Given problem >> Go through the entries below and write each one out exactly.

## START

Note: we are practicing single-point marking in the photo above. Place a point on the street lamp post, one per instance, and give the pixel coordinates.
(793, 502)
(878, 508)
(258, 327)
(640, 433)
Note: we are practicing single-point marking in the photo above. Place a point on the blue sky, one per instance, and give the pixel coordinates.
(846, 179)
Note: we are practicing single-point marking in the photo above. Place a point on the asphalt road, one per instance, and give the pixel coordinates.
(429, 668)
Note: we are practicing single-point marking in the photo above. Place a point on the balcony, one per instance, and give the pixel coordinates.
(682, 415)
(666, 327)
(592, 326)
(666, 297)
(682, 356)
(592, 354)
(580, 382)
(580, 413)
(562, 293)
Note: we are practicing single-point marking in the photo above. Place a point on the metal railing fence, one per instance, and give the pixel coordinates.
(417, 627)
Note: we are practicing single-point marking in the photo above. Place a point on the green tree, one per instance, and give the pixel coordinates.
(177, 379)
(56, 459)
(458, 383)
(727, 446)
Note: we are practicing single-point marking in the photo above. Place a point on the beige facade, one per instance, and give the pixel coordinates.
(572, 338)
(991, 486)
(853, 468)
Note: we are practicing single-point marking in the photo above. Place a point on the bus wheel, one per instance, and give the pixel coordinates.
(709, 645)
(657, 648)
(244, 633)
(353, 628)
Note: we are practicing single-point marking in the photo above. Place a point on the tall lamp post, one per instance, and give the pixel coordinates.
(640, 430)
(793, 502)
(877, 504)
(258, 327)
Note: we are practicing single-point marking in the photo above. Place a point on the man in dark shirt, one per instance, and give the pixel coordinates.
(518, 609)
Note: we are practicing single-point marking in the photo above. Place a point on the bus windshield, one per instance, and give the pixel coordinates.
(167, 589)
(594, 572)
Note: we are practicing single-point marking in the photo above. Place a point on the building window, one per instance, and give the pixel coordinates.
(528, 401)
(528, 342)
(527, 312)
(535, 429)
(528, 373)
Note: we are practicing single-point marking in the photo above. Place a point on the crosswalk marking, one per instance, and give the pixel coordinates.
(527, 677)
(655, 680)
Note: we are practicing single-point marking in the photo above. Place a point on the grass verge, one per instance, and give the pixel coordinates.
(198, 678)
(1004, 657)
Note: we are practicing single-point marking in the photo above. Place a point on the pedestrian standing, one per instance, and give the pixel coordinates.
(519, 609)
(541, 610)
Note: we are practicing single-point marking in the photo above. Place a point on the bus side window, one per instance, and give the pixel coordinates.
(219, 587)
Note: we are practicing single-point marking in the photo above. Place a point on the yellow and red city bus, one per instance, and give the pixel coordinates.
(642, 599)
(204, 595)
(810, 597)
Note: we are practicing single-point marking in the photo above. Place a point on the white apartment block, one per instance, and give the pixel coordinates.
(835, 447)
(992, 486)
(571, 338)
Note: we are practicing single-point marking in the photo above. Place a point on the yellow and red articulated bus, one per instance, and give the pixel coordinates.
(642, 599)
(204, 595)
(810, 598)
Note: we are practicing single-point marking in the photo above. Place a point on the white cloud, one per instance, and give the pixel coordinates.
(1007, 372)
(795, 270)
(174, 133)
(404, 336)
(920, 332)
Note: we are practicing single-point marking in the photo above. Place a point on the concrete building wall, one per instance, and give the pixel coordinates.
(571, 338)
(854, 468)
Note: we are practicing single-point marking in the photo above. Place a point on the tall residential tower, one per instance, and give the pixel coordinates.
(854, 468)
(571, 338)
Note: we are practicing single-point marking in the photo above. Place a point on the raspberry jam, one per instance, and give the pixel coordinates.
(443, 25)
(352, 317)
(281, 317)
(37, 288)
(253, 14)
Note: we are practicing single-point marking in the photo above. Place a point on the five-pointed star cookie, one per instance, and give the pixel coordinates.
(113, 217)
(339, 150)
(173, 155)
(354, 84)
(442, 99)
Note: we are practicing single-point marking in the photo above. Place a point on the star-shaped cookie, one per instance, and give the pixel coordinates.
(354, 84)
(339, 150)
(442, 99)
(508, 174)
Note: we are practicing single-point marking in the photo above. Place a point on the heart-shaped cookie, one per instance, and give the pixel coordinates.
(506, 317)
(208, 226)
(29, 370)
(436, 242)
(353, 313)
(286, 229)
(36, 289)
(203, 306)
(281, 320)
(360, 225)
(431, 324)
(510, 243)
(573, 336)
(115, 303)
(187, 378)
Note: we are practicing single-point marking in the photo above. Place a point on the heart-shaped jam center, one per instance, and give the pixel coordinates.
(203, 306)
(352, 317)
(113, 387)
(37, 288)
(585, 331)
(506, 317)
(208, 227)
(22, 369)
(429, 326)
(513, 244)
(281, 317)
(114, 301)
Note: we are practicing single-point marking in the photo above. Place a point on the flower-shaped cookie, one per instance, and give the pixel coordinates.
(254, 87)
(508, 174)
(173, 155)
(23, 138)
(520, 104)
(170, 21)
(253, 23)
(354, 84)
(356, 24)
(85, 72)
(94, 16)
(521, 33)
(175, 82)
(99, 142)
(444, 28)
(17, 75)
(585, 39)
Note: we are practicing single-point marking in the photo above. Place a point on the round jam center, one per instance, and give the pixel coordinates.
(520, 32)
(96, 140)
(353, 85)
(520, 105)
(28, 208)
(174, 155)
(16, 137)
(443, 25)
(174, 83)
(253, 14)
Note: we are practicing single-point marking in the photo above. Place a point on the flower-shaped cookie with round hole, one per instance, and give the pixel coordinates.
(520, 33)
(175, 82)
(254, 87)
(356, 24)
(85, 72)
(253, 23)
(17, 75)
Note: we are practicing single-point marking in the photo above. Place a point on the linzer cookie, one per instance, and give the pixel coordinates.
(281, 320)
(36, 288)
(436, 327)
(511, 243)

## END

Output below >>
Note: we are practicing single-point marking in the photo above. Place a point on the street lamp post, one per instance, and give the pixel coordinates.
(793, 502)
(878, 508)
(258, 327)
(640, 433)
Note: we are practicing single-point marking in the photo above. Place a point on the blue sky, one per instance, and give the pixel coordinates.
(846, 179)
Note: we are practicing single-point marking in the photo above. Place a point on the asphalt road, one per instance, and give the pixel coordinates.
(429, 668)
Note: we are practicing single-point marking in the photo above. Place a point on the balcony, one per instance, and give the pixel coordinates.
(682, 415)
(666, 327)
(592, 326)
(666, 297)
(682, 356)
(592, 354)
(580, 382)
(580, 413)
(562, 293)
Note: we are practicing single-point marking in the photo above. Place a point on the metal railing fence, one per instance, and give the pixel coordinates.
(417, 627)
Note: we are practicing single-point marking in the photo above. Place a point on the green tree, one per instance, and give the pixel coordinates.
(177, 379)
(56, 459)
(458, 383)
(727, 446)
Note: we are practicing single-point marking in the photo above. Place a point on the beige facade, one per instance, and give the pixel coordinates.
(572, 338)
(991, 486)
(853, 468)
Note: we are practicing single-point marking in the photo above. Place a point on the bus wheel, one per instance, and give the pixel coordinates.
(709, 645)
(657, 648)
(244, 633)
(353, 628)
Note: we are practicing single-point marking in the photo above. Place a point on the tall lamp post, one per instance, and give the pixel coordinates.
(640, 430)
(793, 502)
(877, 504)
(258, 327)
Note: we are practicing single-point marking in the photo above. Place a point on the man in dark shirt, one per instance, and give the pixel coordinates.
(518, 609)
Note: we are practicing single-point marking in the photo above. Place a point on the bus windshield, one per instance, and give the pixel coordinates.
(167, 589)
(594, 572)
Note: we are practicing single-point marking in the photo above. Place a point on the building window, one per instance, and give the pixel coordinates.
(528, 401)
(528, 342)
(527, 312)
(535, 429)
(528, 373)
Note: we are practicing single-point marking in the photo above. Place a point on the crosswalk marking, one per instance, and give the pixel coordinates.
(527, 677)
(655, 680)
Note: we are practicing single-point marking in the photo above. Place a point on the grass verge, one per instance, and give the pixel coordinates.
(198, 678)
(1004, 657)
Note: we are practicing single-point marking in the photo above. Place a point on the pedestrian standing, one per instance, and give the pixel coordinates.
(519, 609)
(541, 610)
Note: we are practicing single-point marking in the photo above. Place a point on the bus side window, one per instance, and give the pixel coordinates.
(219, 587)
Note: we are practicing single-point marking in the photo above. Place a point on the yellow and red city bus, one per instance, and give the pixel coordinates.
(642, 599)
(204, 595)
(810, 597)
Note: we are practicing single-point marking in the photo above. Place a point on the white apartment block, one per instance, and give the pixel coordinates.
(835, 447)
(992, 486)
(571, 338)
Note: we are practicing single-point marking in the photo above. Place a point on the yellow and red articulated bus, one per instance, and give the pixel coordinates.
(642, 599)
(204, 595)
(810, 598)
Note: we are practicing single-point marking in the photo above. Place a point on the white cloud, one per instance, and give the pixel coordinates.
(1007, 372)
(795, 270)
(174, 133)
(404, 336)
(920, 332)
Note: we are practicing single-point marking in the photo above. Place a point on the concrete building wall, one per instance, and give the pixel coordinates.
(571, 338)
(854, 468)
Note: we are practicing single-point marking in the photo above. Place a point on the tall residential tower, one per instance, and give the pixel coordinates.
(854, 468)
(571, 338)
Note: we are practicing single-point marking in the photo above. Place a point on the raspberry jam, one per instance, and give the pixel coordinates.
(443, 25)
(352, 317)
(281, 317)
(37, 288)
(253, 14)
Note: we are practicing single-point marking in the photo above. Place a point on the five-pointed star cookie, one per instance, and give the pixel coordinates.
(113, 217)
(339, 150)
(173, 155)
(354, 84)
(442, 99)
Note: we are practicing single-point marking in the photo above. Place a point on the star-shaped cookie, one per instance, and give the pixel coordinates.
(354, 84)
(339, 150)
(442, 99)
(508, 174)
Note: we are practicing single-point marking in the photo above. Place a point on the heart-shaped cookie, one per instance, and give the pixel coordinates.
(506, 317)
(208, 226)
(29, 370)
(436, 242)
(353, 313)
(286, 229)
(36, 289)
(203, 306)
(281, 320)
(360, 225)
(431, 324)
(510, 243)
(573, 336)
(115, 303)
(187, 378)
Note: we are practicing single-point marking in the photo above. Place a point on the heart-shaped jam center, one per instance, and give the pixel coordinates.
(203, 306)
(352, 317)
(113, 387)
(37, 288)
(585, 331)
(506, 317)
(208, 227)
(22, 369)
(429, 326)
(513, 244)
(281, 317)
(114, 301)
Note: we are practicing single-point marking in the photo above. Place a point on the flower-shaped cookie, one per instance, and give the pixel coordinates.
(254, 87)
(508, 174)
(173, 155)
(23, 138)
(520, 104)
(170, 21)
(253, 23)
(354, 84)
(356, 24)
(85, 72)
(94, 16)
(521, 33)
(175, 82)
(99, 142)
(444, 28)
(17, 75)
(585, 39)
Note: we are practicing single-point marking in the photo above. Place a point on the round jam center, one per instance, and give the pixel coordinates.
(520, 32)
(96, 140)
(353, 85)
(520, 105)
(28, 208)
(174, 155)
(16, 137)
(443, 25)
(174, 83)
(253, 14)
Note: we are practicing single-point marking in the photo above. Place a point on the flower-shaped cookie with round hole, one per instance, and give the pixel coordinates.
(520, 33)
(175, 82)
(254, 87)
(356, 24)
(85, 72)
(253, 23)
(17, 75)
Note: we are practicing single-point marking in the photo above. Place a point on the linzer cookie, one per instance, and give the pixel coordinates.
(281, 320)
(36, 288)
(436, 327)
(511, 243)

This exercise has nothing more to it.